■ **What you need to do**
In the article about the Hotel Adlon, who cut the red ribbon at the hotel's opening?

■ **Document text**
########

In the Golden '20s, anyone who was anybody visiting Berlin stayed at the Hotel Adlon: from Henry Ford and John D. Rock-e-fel-ler to Charlie Chaplin and Mary Pickford.
Then came World War II, followed by the country's division, and what was once the height of glamour turned out to be smack up against the Berlin Wall - on the communist side.Now, seven years after unification, Berlin is frantically rebuilding to reclaim its role as Germany's capital. A $240 million Hotel Adlon officially opened Saturday for dignitaries, celebrities or anyone else who can afford room prices of up to more than $2,000 a night.
"People get excited by myths and marble, glitter and gold, legends and luxury - in the end, the whole wide world that you can discover here," Mayor Eberhard Diepgen said at the opening ceremony.
He said Berlin played host to the world at the Hotel Adlon "and so shall it be again."
President Roman Herzog cut the red ribbon in front of the 337-room hotel, located next to the Brandenburg Gate and across from the future site of the U.S. Embassy in the heart of Berlin.
Exactly 90 years ago, Kaiser Wilhelm II attended the opening of the original Adlon, a luxury hotel made in Art Nouveau style to match Berlin's imperial aspirations. He even kept rooms there, and would stop by regularly for a hot bath since his castle down the street had no tub.
The hotel became the place for Germany's upper-crust to see and be seen, its salons and ballrooms always full with parties, weddings and afternoon tea dances.

########

■ **Saved entries**
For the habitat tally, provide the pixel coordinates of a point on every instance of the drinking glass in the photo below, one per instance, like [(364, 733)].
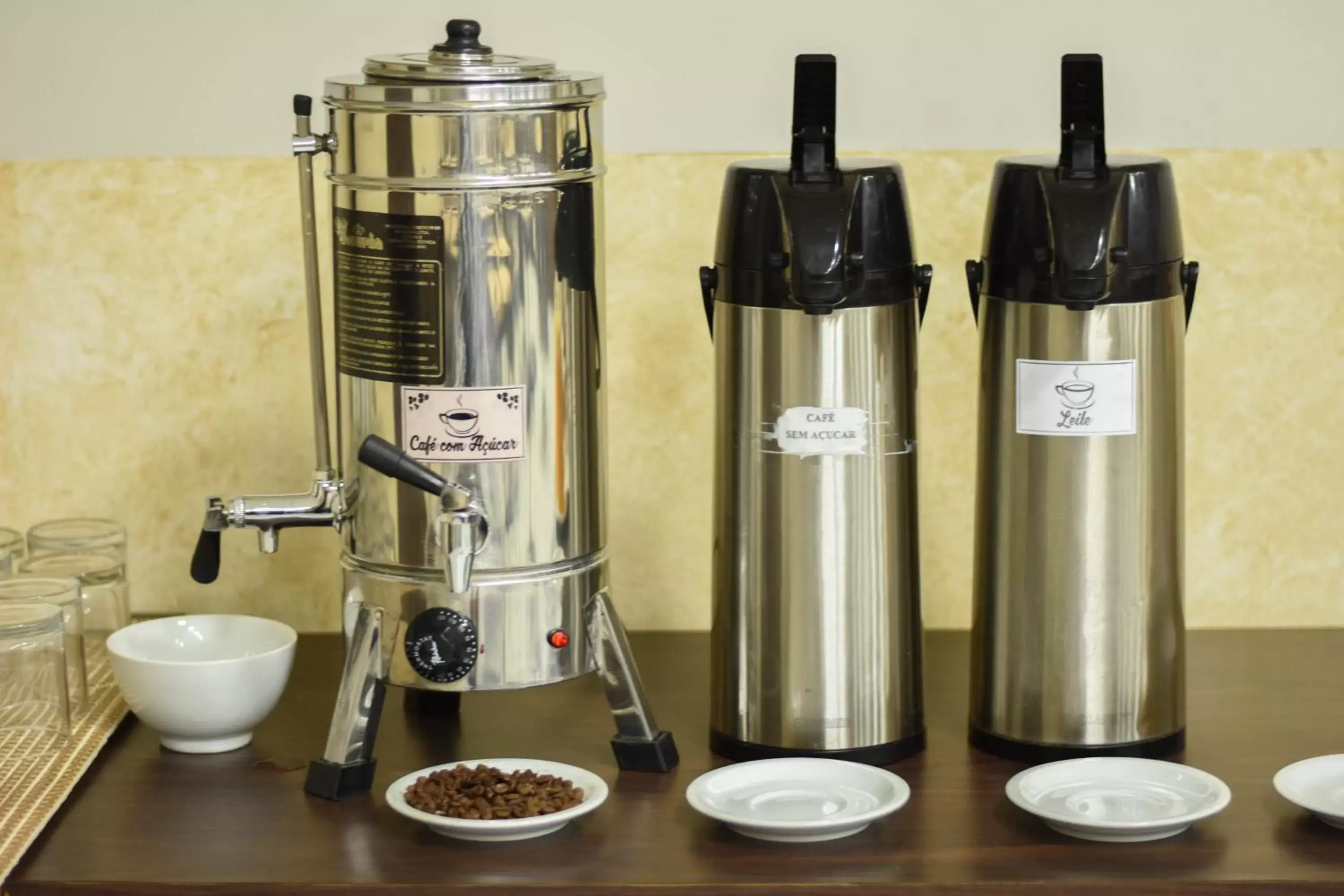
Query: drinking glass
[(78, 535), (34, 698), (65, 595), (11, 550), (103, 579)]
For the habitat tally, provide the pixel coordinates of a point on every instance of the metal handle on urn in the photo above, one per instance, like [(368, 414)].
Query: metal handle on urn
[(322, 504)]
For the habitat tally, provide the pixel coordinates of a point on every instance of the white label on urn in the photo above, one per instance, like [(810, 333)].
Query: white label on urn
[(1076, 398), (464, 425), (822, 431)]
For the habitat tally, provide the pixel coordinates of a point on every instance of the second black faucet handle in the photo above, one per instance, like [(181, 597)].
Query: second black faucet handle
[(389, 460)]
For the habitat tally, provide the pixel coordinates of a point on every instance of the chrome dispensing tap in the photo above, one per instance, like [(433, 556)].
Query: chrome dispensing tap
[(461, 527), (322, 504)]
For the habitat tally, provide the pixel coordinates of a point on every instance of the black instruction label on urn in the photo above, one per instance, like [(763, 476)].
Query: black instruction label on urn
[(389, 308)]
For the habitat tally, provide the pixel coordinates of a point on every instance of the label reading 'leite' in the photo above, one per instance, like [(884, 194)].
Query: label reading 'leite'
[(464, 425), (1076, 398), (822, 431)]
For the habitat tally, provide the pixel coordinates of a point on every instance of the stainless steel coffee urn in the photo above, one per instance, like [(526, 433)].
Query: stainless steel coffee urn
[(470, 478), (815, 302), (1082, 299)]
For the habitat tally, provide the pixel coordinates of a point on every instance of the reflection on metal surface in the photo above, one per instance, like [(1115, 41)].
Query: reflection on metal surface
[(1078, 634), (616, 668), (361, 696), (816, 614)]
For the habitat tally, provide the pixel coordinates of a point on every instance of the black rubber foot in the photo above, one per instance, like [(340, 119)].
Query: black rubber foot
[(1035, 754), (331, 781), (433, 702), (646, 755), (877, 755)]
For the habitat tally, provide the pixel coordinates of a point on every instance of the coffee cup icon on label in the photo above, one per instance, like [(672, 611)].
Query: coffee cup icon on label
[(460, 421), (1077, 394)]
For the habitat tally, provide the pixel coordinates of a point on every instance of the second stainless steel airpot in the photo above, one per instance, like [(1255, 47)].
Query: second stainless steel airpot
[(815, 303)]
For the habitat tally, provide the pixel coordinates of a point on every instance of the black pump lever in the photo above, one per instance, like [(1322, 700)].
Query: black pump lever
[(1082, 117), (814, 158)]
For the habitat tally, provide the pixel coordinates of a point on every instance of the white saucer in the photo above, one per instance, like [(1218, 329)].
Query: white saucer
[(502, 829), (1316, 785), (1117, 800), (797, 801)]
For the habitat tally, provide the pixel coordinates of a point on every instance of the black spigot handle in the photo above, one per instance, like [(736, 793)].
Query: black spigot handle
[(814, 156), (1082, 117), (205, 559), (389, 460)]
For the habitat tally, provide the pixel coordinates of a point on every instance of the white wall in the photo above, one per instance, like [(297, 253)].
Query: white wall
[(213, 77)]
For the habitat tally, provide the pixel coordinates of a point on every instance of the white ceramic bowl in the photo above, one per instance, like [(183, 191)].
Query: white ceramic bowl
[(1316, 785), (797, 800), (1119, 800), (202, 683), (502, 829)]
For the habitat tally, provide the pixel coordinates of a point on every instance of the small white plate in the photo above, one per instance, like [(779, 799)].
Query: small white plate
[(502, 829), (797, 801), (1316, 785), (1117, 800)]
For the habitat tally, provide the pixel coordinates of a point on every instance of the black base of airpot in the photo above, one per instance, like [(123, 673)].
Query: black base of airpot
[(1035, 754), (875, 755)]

########

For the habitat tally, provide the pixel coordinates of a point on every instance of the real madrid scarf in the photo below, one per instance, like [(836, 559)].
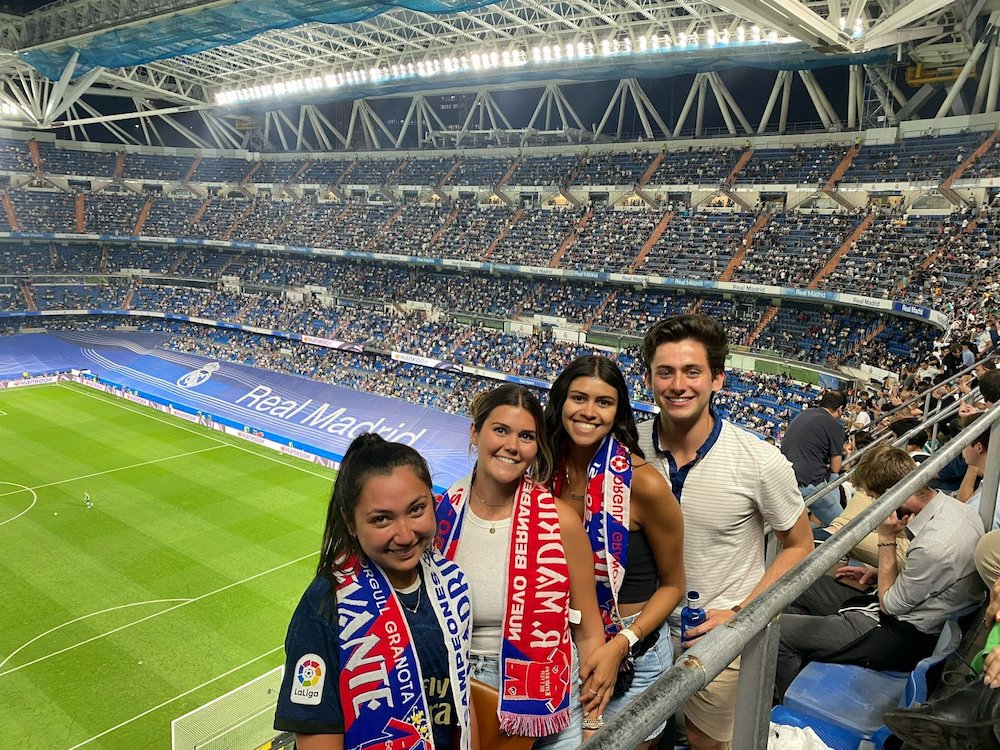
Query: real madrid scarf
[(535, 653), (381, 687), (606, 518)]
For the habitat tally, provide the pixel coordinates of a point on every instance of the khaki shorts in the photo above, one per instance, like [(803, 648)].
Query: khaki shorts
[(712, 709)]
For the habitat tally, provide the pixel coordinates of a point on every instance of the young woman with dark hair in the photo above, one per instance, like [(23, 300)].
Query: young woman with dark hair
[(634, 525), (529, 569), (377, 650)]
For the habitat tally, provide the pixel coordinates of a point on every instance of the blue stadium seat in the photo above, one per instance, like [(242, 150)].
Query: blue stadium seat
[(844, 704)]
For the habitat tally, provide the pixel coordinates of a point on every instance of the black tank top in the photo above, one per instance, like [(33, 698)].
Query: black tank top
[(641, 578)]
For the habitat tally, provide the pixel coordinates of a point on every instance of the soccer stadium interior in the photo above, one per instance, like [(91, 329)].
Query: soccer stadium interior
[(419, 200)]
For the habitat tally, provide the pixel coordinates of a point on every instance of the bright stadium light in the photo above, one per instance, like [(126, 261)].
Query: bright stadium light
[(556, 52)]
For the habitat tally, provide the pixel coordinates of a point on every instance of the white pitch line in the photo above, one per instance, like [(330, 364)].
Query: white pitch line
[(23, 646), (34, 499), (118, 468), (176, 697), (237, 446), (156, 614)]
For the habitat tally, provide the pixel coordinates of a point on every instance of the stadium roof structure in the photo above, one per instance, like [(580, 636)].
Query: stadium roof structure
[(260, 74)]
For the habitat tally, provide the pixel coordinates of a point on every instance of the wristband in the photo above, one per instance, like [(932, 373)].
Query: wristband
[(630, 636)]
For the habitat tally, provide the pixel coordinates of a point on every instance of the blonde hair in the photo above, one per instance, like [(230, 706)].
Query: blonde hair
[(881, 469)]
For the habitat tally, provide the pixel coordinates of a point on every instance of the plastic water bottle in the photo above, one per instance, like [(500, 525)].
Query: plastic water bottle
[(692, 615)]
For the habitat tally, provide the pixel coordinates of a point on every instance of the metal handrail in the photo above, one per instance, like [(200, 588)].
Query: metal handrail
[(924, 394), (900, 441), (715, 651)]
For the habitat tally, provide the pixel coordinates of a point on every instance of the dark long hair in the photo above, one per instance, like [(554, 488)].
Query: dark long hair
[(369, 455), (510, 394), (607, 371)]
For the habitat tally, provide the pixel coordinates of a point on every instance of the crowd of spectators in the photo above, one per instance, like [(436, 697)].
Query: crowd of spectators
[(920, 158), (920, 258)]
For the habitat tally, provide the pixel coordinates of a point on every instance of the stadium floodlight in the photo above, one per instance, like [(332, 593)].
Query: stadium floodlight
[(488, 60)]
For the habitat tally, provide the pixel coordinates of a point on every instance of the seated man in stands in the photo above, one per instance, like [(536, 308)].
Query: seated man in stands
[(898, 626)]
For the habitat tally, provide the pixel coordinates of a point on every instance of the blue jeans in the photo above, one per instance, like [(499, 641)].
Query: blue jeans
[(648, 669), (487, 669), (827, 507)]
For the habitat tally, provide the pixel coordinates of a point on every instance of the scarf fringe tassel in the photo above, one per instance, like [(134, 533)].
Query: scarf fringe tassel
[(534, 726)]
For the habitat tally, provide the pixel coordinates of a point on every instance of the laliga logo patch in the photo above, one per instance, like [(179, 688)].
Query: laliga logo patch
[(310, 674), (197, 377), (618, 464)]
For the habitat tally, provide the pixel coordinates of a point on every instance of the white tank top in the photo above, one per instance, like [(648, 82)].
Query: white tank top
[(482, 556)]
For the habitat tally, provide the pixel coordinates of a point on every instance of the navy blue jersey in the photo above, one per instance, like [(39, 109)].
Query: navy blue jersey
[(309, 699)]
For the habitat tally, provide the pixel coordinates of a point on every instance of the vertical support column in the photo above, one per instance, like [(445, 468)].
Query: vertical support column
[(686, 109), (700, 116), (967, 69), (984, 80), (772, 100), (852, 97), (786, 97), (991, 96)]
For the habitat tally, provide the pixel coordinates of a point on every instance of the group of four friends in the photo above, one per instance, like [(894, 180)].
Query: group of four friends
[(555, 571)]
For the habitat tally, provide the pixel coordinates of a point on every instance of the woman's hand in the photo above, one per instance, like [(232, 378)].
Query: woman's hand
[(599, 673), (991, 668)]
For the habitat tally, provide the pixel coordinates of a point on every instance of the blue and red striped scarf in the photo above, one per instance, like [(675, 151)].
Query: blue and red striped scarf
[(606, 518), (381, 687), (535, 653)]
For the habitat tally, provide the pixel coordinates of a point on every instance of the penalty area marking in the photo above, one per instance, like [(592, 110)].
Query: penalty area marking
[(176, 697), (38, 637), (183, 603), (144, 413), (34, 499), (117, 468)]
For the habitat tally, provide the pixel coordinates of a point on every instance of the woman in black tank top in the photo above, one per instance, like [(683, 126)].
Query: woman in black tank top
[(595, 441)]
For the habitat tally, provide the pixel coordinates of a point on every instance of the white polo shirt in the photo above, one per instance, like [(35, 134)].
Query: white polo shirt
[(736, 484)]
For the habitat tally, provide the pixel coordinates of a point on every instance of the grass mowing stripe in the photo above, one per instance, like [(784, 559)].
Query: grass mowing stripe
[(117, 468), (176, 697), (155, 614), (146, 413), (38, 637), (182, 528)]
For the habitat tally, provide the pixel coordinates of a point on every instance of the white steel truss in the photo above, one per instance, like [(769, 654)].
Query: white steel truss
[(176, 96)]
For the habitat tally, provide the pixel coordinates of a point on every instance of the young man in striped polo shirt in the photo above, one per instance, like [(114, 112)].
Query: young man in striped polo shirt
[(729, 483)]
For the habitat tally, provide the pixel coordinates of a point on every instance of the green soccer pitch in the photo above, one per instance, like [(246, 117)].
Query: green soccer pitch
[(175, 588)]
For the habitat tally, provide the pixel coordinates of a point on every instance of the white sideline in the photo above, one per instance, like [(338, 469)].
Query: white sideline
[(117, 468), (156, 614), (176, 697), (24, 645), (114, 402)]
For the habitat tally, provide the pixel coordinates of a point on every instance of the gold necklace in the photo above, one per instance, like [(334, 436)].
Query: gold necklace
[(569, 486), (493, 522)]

########

■ **Answer space**
President Roman Herzog